Data supplied:

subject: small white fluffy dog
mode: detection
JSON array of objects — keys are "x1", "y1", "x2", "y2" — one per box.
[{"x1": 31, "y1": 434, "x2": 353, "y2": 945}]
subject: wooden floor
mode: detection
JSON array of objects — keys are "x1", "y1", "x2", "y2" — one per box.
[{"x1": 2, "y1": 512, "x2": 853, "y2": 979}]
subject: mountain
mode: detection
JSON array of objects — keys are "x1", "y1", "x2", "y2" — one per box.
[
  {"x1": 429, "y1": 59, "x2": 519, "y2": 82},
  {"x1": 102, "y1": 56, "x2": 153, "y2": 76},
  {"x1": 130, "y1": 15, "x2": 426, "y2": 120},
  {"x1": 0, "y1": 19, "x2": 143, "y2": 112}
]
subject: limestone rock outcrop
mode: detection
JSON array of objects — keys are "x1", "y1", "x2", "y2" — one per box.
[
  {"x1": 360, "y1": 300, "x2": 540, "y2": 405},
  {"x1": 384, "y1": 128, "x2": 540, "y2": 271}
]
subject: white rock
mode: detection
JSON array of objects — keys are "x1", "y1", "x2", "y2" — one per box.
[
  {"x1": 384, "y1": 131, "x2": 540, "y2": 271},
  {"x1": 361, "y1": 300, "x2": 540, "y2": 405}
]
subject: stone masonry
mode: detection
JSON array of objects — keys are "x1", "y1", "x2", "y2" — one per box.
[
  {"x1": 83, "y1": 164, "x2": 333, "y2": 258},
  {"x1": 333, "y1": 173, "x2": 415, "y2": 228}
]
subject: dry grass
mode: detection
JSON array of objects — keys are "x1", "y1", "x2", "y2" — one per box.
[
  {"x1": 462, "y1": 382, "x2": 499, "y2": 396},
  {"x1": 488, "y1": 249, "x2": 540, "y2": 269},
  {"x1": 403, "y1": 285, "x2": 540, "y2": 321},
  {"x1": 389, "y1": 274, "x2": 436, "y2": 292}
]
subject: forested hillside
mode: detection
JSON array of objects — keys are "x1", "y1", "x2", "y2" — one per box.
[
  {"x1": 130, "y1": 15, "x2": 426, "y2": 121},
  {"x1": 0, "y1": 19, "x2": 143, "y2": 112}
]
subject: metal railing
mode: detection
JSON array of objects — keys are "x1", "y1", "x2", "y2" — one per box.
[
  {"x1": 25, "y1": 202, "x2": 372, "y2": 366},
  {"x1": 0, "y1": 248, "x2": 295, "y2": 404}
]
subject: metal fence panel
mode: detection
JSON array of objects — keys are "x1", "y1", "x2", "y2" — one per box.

Prompt:
Keeping every word as it is, repeat all of the records.

Answer to this task:
subject: small white fluffy dog
mode: detection
JSON array of objects — keys are "x1", "y1", "x2", "y2" — one per box.
[{"x1": 31, "y1": 434, "x2": 353, "y2": 945}]
subject: wooden floor
mode: detection
JSON array of objects — keys are "x1", "y1", "x2", "y2" — one per box.
[{"x1": 2, "y1": 512, "x2": 853, "y2": 979}]
subject: mountain
mode: detection
JSON array of objects — keys are "x1", "y1", "x2", "y2" — one per box.
[
  {"x1": 429, "y1": 59, "x2": 519, "y2": 82},
  {"x1": 102, "y1": 56, "x2": 153, "y2": 76},
  {"x1": 130, "y1": 15, "x2": 426, "y2": 120},
  {"x1": 0, "y1": 19, "x2": 143, "y2": 112}
]
subject: limestone rock outcrop
mode: detection
JSON array of objects — keys are "x1", "y1", "x2", "y2" — one per box.
[
  {"x1": 360, "y1": 300, "x2": 540, "y2": 405},
  {"x1": 384, "y1": 128, "x2": 540, "y2": 271}
]
subject: white rock
mode: detection
JSON array of objects — keys are "x1", "y1", "x2", "y2" — one per box.
[
  {"x1": 384, "y1": 131, "x2": 540, "y2": 271},
  {"x1": 361, "y1": 300, "x2": 540, "y2": 405}
]
subject: stone masonry
mode: detection
JSON array of objects — keys are "x1", "y1", "x2", "y2" — one per box.
[
  {"x1": 83, "y1": 164, "x2": 333, "y2": 258},
  {"x1": 333, "y1": 173, "x2": 415, "y2": 228}
]
subject: dry grass
mode: detection
JSON array of objects — keys are "x1", "y1", "x2", "y2" — one per box.
[
  {"x1": 462, "y1": 382, "x2": 499, "y2": 396},
  {"x1": 488, "y1": 249, "x2": 540, "y2": 269},
  {"x1": 403, "y1": 285, "x2": 540, "y2": 321},
  {"x1": 389, "y1": 274, "x2": 436, "y2": 292}
]
subject: forested hillside
mode: detection
JSON array of objects — keys are "x1", "y1", "x2", "y2" — one per box.
[
  {"x1": 130, "y1": 15, "x2": 426, "y2": 121},
  {"x1": 0, "y1": 19, "x2": 143, "y2": 112}
]
subject: metal railing
mode: detection
JSON array of objects — keys are "x1", "y1", "x2", "y2" — one per box.
[
  {"x1": 25, "y1": 202, "x2": 372, "y2": 366},
  {"x1": 0, "y1": 248, "x2": 295, "y2": 404}
]
subject: metal fence panel
mode: detection
JSON array of objects — keys are "x1", "y1", "x2", "y2" — one per box.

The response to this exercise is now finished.